» Given instruction: Please repeat the stretch from the start of the records through the line that contains "[[283, 542, 447, 649]]", requests included, adding -5 to every bounding-box coordinate in the answers.

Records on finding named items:
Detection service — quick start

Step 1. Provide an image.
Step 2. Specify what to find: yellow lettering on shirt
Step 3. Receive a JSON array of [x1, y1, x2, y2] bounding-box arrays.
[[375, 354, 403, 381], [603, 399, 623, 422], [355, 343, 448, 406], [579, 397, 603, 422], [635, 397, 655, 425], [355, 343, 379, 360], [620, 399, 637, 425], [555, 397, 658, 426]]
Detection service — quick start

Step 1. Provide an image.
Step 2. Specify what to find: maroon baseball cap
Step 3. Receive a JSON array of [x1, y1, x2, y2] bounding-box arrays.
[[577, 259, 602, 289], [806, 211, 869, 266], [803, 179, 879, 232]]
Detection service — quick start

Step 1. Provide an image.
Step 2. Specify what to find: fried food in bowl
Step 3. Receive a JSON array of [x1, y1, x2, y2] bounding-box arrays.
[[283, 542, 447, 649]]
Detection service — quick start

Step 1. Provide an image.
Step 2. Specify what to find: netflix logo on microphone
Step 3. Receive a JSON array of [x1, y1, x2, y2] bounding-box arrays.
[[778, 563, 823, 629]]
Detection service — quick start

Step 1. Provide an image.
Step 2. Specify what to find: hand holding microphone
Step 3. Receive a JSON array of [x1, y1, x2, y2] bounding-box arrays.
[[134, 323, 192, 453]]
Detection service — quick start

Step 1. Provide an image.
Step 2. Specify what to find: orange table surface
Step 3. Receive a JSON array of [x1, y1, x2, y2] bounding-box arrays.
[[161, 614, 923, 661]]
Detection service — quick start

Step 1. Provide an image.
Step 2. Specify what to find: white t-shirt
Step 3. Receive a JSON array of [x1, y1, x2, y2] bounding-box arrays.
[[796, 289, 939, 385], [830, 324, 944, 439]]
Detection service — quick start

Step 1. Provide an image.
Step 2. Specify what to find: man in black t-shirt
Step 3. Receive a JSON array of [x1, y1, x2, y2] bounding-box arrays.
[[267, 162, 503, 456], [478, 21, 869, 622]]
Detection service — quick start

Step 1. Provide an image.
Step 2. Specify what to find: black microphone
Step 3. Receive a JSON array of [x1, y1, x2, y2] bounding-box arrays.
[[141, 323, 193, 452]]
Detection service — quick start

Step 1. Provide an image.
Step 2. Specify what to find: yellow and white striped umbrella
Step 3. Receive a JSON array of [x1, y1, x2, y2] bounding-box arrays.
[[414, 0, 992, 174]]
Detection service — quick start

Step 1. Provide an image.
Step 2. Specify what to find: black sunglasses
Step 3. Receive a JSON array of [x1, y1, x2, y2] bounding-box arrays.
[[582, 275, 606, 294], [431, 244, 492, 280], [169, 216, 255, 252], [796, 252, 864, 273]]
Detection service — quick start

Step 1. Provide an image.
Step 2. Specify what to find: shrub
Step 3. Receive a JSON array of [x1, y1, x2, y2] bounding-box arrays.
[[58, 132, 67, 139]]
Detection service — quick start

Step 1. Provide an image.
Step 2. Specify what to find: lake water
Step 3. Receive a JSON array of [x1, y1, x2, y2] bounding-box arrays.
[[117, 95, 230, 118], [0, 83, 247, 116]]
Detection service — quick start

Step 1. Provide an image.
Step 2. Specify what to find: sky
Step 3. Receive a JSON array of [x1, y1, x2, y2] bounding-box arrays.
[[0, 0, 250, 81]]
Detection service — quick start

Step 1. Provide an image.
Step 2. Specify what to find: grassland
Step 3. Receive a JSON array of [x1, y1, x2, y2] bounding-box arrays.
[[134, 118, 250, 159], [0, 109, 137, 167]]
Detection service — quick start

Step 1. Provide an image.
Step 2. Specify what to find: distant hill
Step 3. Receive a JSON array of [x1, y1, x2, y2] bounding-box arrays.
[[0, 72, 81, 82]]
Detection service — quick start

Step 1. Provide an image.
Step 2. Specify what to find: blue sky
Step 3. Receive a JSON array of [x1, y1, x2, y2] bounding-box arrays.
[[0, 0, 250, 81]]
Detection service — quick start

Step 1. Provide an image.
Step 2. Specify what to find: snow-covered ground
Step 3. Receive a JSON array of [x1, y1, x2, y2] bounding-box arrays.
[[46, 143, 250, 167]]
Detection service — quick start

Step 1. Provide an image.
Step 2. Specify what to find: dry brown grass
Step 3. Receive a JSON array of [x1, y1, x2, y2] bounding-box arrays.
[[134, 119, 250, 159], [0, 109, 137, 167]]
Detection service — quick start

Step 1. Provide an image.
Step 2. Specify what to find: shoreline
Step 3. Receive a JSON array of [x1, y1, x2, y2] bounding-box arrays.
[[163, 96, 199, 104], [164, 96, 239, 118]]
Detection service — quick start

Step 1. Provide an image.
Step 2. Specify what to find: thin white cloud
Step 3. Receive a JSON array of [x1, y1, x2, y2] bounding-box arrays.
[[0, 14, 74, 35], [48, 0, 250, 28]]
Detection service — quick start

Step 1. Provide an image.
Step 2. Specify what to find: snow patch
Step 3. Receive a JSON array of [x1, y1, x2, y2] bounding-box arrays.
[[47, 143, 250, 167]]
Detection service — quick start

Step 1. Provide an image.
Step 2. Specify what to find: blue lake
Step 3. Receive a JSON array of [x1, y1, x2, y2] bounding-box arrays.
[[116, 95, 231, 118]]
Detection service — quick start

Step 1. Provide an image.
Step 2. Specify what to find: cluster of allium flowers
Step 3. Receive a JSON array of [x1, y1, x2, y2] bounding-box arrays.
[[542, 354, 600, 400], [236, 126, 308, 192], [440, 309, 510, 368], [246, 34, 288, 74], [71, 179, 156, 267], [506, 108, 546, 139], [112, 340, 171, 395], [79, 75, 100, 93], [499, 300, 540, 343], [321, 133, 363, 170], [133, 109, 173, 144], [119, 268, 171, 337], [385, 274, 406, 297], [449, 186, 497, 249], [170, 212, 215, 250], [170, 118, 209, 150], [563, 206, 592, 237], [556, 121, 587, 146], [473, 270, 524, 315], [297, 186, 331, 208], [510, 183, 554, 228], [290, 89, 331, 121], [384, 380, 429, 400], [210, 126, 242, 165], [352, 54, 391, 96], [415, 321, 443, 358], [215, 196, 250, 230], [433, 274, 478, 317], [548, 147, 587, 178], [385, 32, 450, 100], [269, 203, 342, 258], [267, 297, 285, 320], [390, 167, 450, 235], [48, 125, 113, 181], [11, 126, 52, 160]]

» Reply:
Detection service — quick start

Step 1. Provide an image.
Step 2. Specify what to find: yellow lettering on shirt
Step 3. Receive a JSON array of [x1, y1, x2, y2] bounding-box arrays.
[[370, 349, 398, 376], [598, 394, 618, 417], [350, 338, 443, 401], [574, 392, 598, 417], [630, 392, 650, 420], [350, 338, 374, 355], [615, 394, 632, 420], [550, 392, 653, 421]]
Detection service — quick start

Step 1. Provide an image.
Step 2. Specify what to find: maroon baseball cap
Step 3. Receive a JSON array of [x1, y1, x2, y2] bounding-box arrays.
[[572, 254, 597, 284], [801, 206, 864, 261], [798, 174, 874, 227]]
Detection service — quick start

Step 1. Provide an image.
Step 2. Specify what to find: fried food in bowl
Step 3. Receive a JSON array of [x1, y1, x2, y2] bounding-box arrays.
[[278, 537, 442, 644]]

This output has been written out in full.